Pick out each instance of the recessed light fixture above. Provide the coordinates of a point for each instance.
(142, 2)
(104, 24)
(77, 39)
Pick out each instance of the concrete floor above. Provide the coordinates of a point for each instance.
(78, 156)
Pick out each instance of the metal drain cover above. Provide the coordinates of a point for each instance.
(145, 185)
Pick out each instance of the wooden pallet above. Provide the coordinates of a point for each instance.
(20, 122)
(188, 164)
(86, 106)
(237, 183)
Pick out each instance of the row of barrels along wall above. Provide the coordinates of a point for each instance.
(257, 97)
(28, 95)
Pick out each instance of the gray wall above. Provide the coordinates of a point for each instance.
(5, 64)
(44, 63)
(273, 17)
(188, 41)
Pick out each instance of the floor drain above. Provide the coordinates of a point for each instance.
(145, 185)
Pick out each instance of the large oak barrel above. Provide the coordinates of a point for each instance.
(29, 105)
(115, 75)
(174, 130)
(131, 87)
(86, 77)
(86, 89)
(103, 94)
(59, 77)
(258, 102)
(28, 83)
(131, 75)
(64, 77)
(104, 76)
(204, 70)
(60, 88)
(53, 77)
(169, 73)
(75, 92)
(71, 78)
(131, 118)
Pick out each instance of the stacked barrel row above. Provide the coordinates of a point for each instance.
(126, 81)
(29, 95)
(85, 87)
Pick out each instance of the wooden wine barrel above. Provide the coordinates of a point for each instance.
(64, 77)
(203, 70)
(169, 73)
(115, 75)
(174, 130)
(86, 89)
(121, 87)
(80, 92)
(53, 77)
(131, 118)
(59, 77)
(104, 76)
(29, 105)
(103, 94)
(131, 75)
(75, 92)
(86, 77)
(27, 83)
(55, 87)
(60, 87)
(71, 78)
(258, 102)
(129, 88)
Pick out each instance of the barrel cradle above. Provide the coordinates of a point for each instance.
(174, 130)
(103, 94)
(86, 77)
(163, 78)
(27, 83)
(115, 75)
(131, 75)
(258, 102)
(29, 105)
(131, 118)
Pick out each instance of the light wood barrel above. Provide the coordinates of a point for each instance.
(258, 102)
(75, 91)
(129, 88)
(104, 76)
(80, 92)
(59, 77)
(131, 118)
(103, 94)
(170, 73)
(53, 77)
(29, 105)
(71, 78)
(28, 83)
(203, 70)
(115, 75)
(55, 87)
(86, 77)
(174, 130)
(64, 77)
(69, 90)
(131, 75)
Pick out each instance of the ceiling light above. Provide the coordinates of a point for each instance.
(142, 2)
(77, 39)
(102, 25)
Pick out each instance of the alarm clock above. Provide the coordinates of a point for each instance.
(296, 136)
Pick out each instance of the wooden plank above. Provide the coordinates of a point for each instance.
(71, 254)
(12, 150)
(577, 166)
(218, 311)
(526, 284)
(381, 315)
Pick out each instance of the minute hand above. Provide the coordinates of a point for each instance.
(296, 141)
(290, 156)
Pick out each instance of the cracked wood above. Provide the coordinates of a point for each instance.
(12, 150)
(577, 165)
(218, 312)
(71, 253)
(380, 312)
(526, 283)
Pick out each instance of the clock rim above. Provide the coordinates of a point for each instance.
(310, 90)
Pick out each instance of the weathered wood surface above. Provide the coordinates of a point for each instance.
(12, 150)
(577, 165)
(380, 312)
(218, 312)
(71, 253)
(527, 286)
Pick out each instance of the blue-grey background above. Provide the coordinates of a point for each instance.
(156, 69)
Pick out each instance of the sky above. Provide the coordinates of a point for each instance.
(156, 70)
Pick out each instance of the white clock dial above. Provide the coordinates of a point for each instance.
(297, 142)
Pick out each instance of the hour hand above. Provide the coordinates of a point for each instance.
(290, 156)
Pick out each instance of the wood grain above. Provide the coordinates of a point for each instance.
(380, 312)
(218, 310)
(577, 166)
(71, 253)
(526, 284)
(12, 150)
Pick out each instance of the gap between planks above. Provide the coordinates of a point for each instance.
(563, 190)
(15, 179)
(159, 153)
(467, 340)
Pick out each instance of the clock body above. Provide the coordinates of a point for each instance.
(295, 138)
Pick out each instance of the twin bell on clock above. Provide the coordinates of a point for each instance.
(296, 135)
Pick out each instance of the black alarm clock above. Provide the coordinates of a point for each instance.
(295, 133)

• • •

Every record above needs to be repeated word for word.

EXPECTED ANSWER:
Pick out each instance of the recessed light fixture above. Provide the coordinates of a point for each instance.
(142, 2)
(104, 24)
(77, 39)
Pick out each instance of the concrete floor above. Provide the coordinates of a point for each instance.
(78, 156)
Pick out each instance of the metal drain cover above. Provide the coordinates of a point for each instance.
(145, 185)
Pick out each instance of the wooden pallet above. Provide the coordinates of a point for each instance.
(20, 122)
(188, 164)
(86, 106)
(237, 183)
Pick out each instance of the row of barrels along wall above. Provide the coordinates of a point for each instance.
(257, 97)
(28, 95)
Pick out each instance of the gray wall above. Provide the coordinates of a point for each instance.
(5, 64)
(44, 63)
(273, 17)
(188, 41)
Pick out each instance of the floor drain above. Provide the coordinates of a point for each instance.
(145, 185)
Pick out each instance of the large oak barrel above. Provide the coordinates of a point for each instance.
(29, 105)
(115, 75)
(174, 130)
(131, 87)
(86, 77)
(86, 89)
(103, 94)
(59, 77)
(258, 102)
(28, 83)
(131, 75)
(64, 77)
(104, 76)
(204, 70)
(60, 88)
(53, 77)
(169, 73)
(75, 92)
(71, 78)
(131, 118)
Pick out each instance of the stacked barrel row above. Provide the coordinates of a point for each instance.
(126, 81)
(29, 95)
(85, 87)
Pick out each instance of the wooden wine barrel above. Provide the coordinates of a point for each instance.
(64, 77)
(203, 70)
(169, 73)
(115, 75)
(174, 130)
(86, 89)
(121, 87)
(80, 92)
(53, 77)
(131, 118)
(59, 77)
(104, 76)
(29, 105)
(103, 94)
(131, 75)
(75, 92)
(86, 77)
(27, 83)
(55, 87)
(60, 87)
(71, 78)
(258, 102)
(129, 88)
Pick out each instance of the barrel cradle above. Provide the coordinates of a point for each instance.
(174, 130)
(103, 94)
(86, 77)
(163, 78)
(27, 83)
(115, 75)
(131, 75)
(258, 102)
(29, 105)
(131, 118)
Pick out each instance of the light wood barrel above. Provide the coordinates of a point for each instance.
(258, 102)
(75, 91)
(129, 88)
(104, 76)
(80, 92)
(59, 77)
(131, 118)
(103, 94)
(170, 73)
(53, 77)
(29, 105)
(71, 78)
(28, 83)
(203, 70)
(115, 75)
(55, 87)
(86, 77)
(174, 130)
(64, 77)
(69, 90)
(131, 75)
Pick out each instance of the ceiling light above. Provide the coordinates of a point for each instance.
(142, 2)
(77, 39)
(102, 25)
Pick out each instance of the alarm clock above. Provide the coordinates of a point for each instance.
(296, 136)
Pick out each instance of the wooden plank above. Provide the coordinates of a point for each instance.
(71, 254)
(12, 150)
(577, 166)
(218, 311)
(526, 284)
(381, 315)
Pick out each instance of the minute hand above. Provide the coordinates of a point for each instance.
(296, 141)
(290, 156)
Pick out each instance of the cracked wood above. Provide the coordinates of a point for each instance.
(12, 150)
(577, 165)
(218, 312)
(71, 253)
(380, 312)
(526, 283)
Pick out each instance of the clock rim above. Provide the coordinates of a point for each instance.
(310, 90)
Pick out each instance of the weathered wood surface above. Provide the coordinates of a point for each instance.
(12, 150)
(577, 165)
(380, 312)
(218, 312)
(71, 253)
(527, 286)
Pick out each instance of the blue-grey background above. Provide the coordinates of a point for each instance.
(156, 69)
Pick out each instance of the sky above. Provide the coordinates of a point for each instance.
(156, 70)
Pick out each instance of the white clock dial above. Provide the coordinates of a point for each instance.
(297, 142)
Pick out each instance of the hour hand above. Provide the coordinates of a point for each instance.
(290, 156)
Pick out each instance of the wood grain above. Provide the coordinates of a point for each instance.
(380, 312)
(218, 310)
(577, 166)
(71, 253)
(526, 284)
(12, 150)
Pick out each instance of the gap between planks above. Provide the coordinates of a point for each instance.
(563, 190)
(15, 179)
(159, 153)
(467, 340)
Pick out each instance of the clock body above. Provide the coordinates of a point for each instance.
(295, 138)
Pick out each instance of the twin bell on clock above. Provide the coordinates of a point for each instance.
(296, 135)
Pick out each instance of the black alarm clock above. Provide the coordinates of a point for each instance.
(295, 133)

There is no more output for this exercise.